◆ **EXERCISE MATERIALS**:
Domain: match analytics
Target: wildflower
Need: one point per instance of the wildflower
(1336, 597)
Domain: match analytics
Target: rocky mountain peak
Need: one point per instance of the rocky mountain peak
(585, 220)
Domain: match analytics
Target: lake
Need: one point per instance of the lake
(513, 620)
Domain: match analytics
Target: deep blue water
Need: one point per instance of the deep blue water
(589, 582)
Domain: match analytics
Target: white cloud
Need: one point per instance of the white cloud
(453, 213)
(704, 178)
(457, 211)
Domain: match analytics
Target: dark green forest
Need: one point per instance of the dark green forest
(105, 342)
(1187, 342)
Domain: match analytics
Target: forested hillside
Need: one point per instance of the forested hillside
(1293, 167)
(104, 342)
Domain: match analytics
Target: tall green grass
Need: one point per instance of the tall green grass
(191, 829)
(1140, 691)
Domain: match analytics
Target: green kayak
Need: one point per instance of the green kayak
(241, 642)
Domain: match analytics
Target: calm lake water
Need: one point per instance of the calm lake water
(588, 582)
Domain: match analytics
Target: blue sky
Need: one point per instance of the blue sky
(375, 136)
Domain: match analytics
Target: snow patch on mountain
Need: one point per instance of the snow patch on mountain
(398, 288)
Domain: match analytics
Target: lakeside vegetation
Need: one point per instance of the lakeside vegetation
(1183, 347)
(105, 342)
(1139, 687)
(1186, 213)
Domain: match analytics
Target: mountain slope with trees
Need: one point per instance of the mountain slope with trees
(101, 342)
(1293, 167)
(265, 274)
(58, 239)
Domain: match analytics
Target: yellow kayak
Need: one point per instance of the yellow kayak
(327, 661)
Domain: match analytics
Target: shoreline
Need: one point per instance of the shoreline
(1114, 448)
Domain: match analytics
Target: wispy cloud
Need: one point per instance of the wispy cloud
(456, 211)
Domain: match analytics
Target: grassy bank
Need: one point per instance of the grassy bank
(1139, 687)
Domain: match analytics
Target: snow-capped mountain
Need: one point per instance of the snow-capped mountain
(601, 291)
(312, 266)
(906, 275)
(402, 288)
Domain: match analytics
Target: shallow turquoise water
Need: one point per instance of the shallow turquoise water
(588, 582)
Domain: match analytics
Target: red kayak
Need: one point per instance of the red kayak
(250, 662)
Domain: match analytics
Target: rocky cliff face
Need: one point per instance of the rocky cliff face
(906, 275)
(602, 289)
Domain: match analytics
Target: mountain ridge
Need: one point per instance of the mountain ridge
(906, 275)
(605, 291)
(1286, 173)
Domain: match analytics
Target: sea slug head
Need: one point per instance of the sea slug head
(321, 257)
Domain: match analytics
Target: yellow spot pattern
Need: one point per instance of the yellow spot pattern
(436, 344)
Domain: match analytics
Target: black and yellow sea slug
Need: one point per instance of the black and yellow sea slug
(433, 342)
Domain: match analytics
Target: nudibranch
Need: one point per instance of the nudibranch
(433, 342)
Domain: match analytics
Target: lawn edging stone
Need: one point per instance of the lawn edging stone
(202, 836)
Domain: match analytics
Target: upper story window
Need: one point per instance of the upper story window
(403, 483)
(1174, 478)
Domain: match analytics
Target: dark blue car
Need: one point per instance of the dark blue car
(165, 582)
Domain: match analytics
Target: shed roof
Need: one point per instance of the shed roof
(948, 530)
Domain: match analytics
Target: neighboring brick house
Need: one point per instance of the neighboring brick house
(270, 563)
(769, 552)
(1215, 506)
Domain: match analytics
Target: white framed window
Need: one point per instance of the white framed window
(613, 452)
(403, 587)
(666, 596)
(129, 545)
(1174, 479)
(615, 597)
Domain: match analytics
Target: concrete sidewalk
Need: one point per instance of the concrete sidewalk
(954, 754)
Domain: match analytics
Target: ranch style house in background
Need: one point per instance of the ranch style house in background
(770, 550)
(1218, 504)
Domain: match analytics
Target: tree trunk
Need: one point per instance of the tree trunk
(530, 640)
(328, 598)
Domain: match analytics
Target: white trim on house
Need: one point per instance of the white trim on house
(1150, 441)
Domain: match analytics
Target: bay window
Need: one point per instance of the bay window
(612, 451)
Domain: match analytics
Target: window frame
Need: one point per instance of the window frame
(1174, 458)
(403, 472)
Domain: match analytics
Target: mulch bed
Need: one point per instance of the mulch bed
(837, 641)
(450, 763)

◆ **DESCRIPTION OF THE TASK**:
Reproduce each record exactly as it appears.

◆ **THE RESULT**:
Domain: match analytics
Target: wildflower
Need: one point per instance of the wildflower
(1336, 597)
Domain: match analytics
Target: rocky mountain peak
Need: one point per instance of the rocky mountain peak
(585, 220)
Domain: match analytics
Target: lake
Need: one point per instance of the lake
(513, 620)
Domain: match analytics
Target: deep blue water
Need: one point per instance of the deep blue water
(589, 582)
Domain: match analytics
Target: white cloud
Need: one point per instance of the white cloud
(453, 213)
(704, 178)
(457, 211)
Domain: match analytics
Target: dark green forest
Need: one point per instance of the dark green forest
(105, 342)
(1187, 342)
Domain: match analytics
Target: forested hillside
Need: one point per instance of the forested hillside
(1293, 167)
(104, 342)
Domain: match analytics
Target: tall green grass
Need: one point per instance of the tall green grass
(191, 829)
(1140, 691)
Domain: match analytics
Target: green kayak
Need: one point per instance of the green kayak
(241, 642)
Domain: match analytics
Target: calm lake water
Need: one point per instance of the calm lake water
(588, 582)
Domain: match analytics
Target: blue sky
Need: one point per instance of the blue sky
(375, 136)
Domain: match analytics
Target: snow patch on mountain
Need: one point per instance of the snow patch on mountain
(398, 288)
Domain: match analytics
Target: lakeside vegetation
Need: one point per instance of the lakeside vegetation
(1183, 347)
(105, 342)
(1139, 687)
(1186, 213)
Domain: match analytics
Target: mountain slope with trees
Need: one point per instance of the mountain slope with trees
(101, 342)
(1293, 167)
(265, 274)
(58, 239)
Domain: match analytics
Target: yellow kayak
Need: one point per instance of the yellow kayak
(327, 661)
Domain: match analytics
Target: shoreline
Need: one point per instance of the shoreline
(1114, 448)
Domain: match analytics
Target: wispy cloud
Need: one point per instance of the wispy cloud
(456, 211)
Domain: match analytics
Target: grassy bank
Need: one point per instance of the grassy bank
(1139, 687)
Domain: match analytics
Target: snow-capped mountain
Need: one point per instance of the snow-capped mountain
(601, 291)
(312, 266)
(906, 275)
(402, 288)
Domain: match analytics
Target: shallow turquoise water
Need: one point per instance of the shallow turquoise water
(588, 582)
Domain: match analytics
Target: red kayak
Need: one point per instance of the red kayak
(250, 662)
Domain: match analytics
Target: rocky cliff face
Need: one point per instance of the rocky cliff face
(906, 275)
(602, 289)
Domain: match analytics
Target: mountain ridge
Need: one point per instance of the mountain ridge
(906, 275)
(605, 291)
(1286, 173)
Domain: match analytics
Target: sea slug head
Need: one point per instance of the sea slug head
(321, 257)
Domain: match analytics
Target: yellow spot pattern
Need: one point per instance of the yellow spot pattern
(436, 344)
Domain: match analytics
Target: black and yellow sea slug
Need: one point per instance of the black and yellow sea slug
(433, 342)
Domain: match analytics
Target: nudibranch
Need: one point per instance of the nudibranch
(433, 342)
Domain: match analytics
Target: lawn edging stone
Need: one point per instance of the lawn edging stone
(202, 836)
Domain: match analytics
Target: upper story window
Need: one point per instance of the upper story window
(403, 483)
(1174, 478)
Domain: match analytics
Target: dark blue car
Need: one point per instance of the dark blue car
(165, 582)
Domain: match analytics
Target: shed roof
Need: one point per instance of the shed roof
(948, 530)
Domain: match analytics
Target: neighboring brick house
Need: one point per instance of the neighboring brick house
(270, 563)
(769, 552)
(1215, 506)
Domain: match analytics
Target: white framed window
Need: one point per instance of the white framed window
(613, 452)
(403, 587)
(666, 596)
(129, 545)
(1174, 479)
(615, 597)
Domain: match analytics
Target: concrete sidewalk
Need: one point per instance of the concrete sidewalk
(954, 754)
Domain: match analytics
Target: ranch style house in background
Need: one point per instance of the ranch style house in background
(770, 550)
(1218, 504)
Domain: match analytics
Target: tree trunk
Need: one point per instance of the tree trunk
(530, 640)
(328, 598)
Domain: match analytics
Target: white trim on house
Need: one point per instance of the white trim on house
(1150, 441)
Domain: match analytics
Target: bay window
Need: one point per instance of the bay window
(612, 451)
Domain: match analytics
Target: window frame
Need: one point per instance of the window frame
(1174, 458)
(403, 472)
Domain: match analytics
Target: mulch bed
Need: one point per instance of the mulch bed
(837, 641)
(450, 763)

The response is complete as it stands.